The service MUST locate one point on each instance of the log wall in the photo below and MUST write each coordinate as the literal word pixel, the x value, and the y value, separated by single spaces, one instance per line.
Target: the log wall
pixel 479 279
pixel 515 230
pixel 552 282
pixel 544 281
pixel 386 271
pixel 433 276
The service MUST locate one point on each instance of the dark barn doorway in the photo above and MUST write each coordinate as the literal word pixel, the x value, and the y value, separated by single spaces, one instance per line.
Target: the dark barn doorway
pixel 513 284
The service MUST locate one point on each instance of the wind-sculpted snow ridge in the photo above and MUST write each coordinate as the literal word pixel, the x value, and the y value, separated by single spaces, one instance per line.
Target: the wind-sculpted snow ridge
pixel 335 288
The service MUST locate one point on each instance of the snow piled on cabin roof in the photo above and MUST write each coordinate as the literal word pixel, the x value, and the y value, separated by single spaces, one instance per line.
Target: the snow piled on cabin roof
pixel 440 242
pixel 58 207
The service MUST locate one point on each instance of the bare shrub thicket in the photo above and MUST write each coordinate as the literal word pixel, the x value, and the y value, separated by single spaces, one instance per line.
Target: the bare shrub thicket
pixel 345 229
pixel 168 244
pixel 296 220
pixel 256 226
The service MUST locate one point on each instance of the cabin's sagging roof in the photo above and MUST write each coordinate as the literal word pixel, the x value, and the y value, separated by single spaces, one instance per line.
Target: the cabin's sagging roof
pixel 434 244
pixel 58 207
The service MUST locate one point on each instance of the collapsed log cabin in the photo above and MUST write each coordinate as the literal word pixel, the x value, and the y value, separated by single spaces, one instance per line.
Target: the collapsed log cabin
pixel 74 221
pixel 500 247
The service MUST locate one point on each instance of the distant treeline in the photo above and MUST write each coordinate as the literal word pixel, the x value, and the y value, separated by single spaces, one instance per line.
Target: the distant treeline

▶ _Instruction_: Rewrite the stretch from the line containing "of the cabin's" through the end of the records, putting "ruined" wherever "collapsed" appears and leaving everything else unchanged.

▶ _Solution to this problem_:
The service MUST locate one point on each instance of the cabin's sagging roof in the photo above and MUST write each coordinate as the literal word pixel, the x value, and the y value, separated by single spaces, one instance per line.
Target: the cabin's sagging roof
pixel 434 244
pixel 58 207
The service MUST locate one point on each instance of the ruined log cabin in the photo above and MUST write each coordinate as the literal word pixel, the x value, and the y value, separated by single spaces, one instance per line.
Target: the ruined log cabin
pixel 74 221
pixel 500 247
The service MUST locate one point on each instance of the distant treeline in the photo above and MUST write each coordinate as the literal word pixel, the x value, and the y value, separated by single spaces, one instance per line.
Target: the distant treeline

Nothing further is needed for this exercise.